_Source document_
————

SEOUL, Sept. 27 (Korea Bizwire) – A meeting held on September 25 was attended by officials from the Ministries of Trade, Industry and Energy and Foreign Affairs and representatives from the South Korean solar power industry to discuss potential repercussions from looming U.S. protectionist activity.
The meeting was held in the aftermath of the USITC’s (United States International Trade Commission) unanimous decision on September 22 that the surge in solar cell imports had incurred serious harm to U.S. companies.
The USITC will recommend the imposition of new tariffs and the raising of existing ones, as well as new restrictions on imports and tariff-rate quotas to President Trump on November 13.
The decision on which countries will face what measures will rest with Trump.
The prevailing view among solar power industry representatives at the September 25 meeting was that exports to the U.S. would take a hit regardless of what Trump decides. They emphasized the need for support and aggressive action from the government.
In addition, the attendees were in agreement that strategic responses made on a periodic basis would be necessary to ensure positive outcomes throughout the remaining time in which the U.S. pursues its investigation into solar cell exports.

————

_Dataset records_

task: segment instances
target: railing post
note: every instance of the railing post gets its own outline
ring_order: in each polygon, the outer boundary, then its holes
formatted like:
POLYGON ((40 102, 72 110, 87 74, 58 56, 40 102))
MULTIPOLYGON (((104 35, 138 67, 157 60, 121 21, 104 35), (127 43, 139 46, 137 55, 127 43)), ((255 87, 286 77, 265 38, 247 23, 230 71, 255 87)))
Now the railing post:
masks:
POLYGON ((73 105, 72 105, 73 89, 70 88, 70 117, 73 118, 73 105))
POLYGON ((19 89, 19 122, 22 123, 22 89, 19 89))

————

_Exercise brief_
Reproduce the full news report above on the Seoul meeting about U.S. solar import measures, word for word.

_Output of the task_
SEOUL, Sept. 27 (Korea Bizwire) – A meeting held on September 25 was attended by officials from the Ministries of Trade, Industry and Energy and Foreign Affairs and representatives from the South Korean solar power industry to discuss potential repercussions from looming U.S. protectionist activity.
The meeting was held in the aftermath of the USITC’s (United States International Trade Commission) unanimous decision on September 22 that the surge in solar cell imports had incurred serious harm to U.S. companies.
The USITC will recommend the imposition of new tariffs and the raising of existing ones, as well as new restrictions on imports and tariff-rate quotas to President Trump on November 13.
The decision on which countries will face what measures will rest with Trump.
The prevailing view among solar power industry representatives at the September 25 meeting was that exports to the U.S. would take a hit regardless of what Trump decides. They emphasized the need for support and aggressive action from the government.
In addition, the attendees were in agreement that strategic responses made on a periodic basis would be necessary to ensure positive outcomes throughout the remaining time in which the U.S. pursues its investigation into solar cell exports.